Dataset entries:
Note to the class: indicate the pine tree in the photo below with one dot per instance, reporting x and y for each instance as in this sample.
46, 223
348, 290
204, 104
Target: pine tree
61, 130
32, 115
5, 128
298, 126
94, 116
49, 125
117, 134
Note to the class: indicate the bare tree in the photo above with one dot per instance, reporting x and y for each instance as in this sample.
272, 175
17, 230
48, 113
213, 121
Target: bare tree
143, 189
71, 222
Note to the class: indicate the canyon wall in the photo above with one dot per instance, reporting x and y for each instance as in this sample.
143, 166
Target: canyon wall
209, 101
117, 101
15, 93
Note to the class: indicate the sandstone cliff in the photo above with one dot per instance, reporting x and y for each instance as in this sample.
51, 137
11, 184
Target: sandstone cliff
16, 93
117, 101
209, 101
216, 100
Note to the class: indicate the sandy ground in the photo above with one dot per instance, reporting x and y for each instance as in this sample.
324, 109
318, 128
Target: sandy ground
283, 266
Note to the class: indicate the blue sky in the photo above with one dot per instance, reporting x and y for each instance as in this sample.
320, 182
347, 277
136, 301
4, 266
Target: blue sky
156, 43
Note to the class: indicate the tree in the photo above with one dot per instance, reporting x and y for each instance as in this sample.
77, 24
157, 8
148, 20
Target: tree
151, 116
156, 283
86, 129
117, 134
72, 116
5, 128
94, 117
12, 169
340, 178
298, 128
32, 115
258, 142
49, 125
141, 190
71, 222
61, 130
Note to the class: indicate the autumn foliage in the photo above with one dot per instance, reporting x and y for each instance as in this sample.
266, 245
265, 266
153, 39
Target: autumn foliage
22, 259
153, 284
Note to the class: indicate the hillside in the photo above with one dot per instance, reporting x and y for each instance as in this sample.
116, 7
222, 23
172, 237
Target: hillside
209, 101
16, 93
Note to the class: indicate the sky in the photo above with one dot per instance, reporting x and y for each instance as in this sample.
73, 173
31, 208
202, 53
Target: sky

- GIVEN EXERCISE
Rewrite all of the lines above as a JSON list of strings, with one string per line and blank lines left out.

- FINAL ANSWER
[
  "Note to the class: indicate the pine tree in the photo below with one dot per instance, reporting x and y for each instance as in this sample.",
  "46, 223",
  "348, 290",
  "204, 104",
  "Target: pine tree",
  "61, 130",
  "32, 115",
  "5, 128",
  "298, 126",
  "94, 116",
  "49, 125",
  "117, 134",
  "Note to the class: indicate the bare tree in the photo above with one dot per instance, reporting x and y for each instance as in this sample.",
  "272, 175",
  "17, 230",
  "48, 113",
  "213, 121",
  "Target: bare tree",
  "143, 189",
  "71, 222",
  "Note to the class: indicate the canyon wall in the photo above with one dot per instance, reporting x and y for each instance as in this sample.",
  "143, 166",
  "Target: canyon wall",
  "209, 101",
  "117, 101",
  "15, 93",
  "Note to the class: indicate the sandstone cliff in the photo above with one dot per instance, reporting x and y for each instance as in this sample.",
  "51, 137",
  "11, 184",
  "Target: sandstone cliff",
  "16, 93",
  "117, 101",
  "209, 101",
  "216, 100",
  "Note to the class: indicate the sandy ground in the photo above with one dot per instance, reporting x and y for each instance as in this sample.",
  "324, 109",
  "318, 128",
  "Target: sandy ground",
  "283, 266",
  "Note to the class: indicate the blue sky in the photo above with one dot per instance, reporting x and y for each instance as in this sample.",
  "320, 182",
  "347, 277",
  "136, 301",
  "4, 266",
  "Target: blue sky",
  "156, 43",
  "Note to the class: indicate the tree in the photo above with one dot per instance, reporting x and y for each instance as in this sample.",
  "77, 24",
  "157, 8",
  "148, 20",
  "Target: tree",
  "151, 116",
  "156, 283",
  "86, 129",
  "117, 134",
  "72, 116",
  "5, 128",
  "94, 117",
  "12, 169",
  "340, 178",
  "298, 128",
  "32, 115",
  "258, 142",
  "49, 125",
  "141, 190",
  "71, 222",
  "61, 130",
  "Note to the class: indicate the autumn foliage in the photo above with one dot per instance, reporting x and y for each instance as in this sample.",
  "266, 245",
  "265, 266",
  "153, 39",
  "Target: autumn foliage",
  "22, 259",
  "153, 284",
  "Note to the class: indicate the hillside in the photo above with one dot per instance, reporting x and y for each instance as in this sample.",
  "116, 7",
  "222, 23",
  "172, 237",
  "Target: hillside",
  "209, 101",
  "16, 93",
  "Note to the class: indicate the sky in the photo above with one dot per instance, reporting x and y for each instance as in this sample.",
  "73, 173",
  "31, 208",
  "202, 53",
  "Target: sky"
]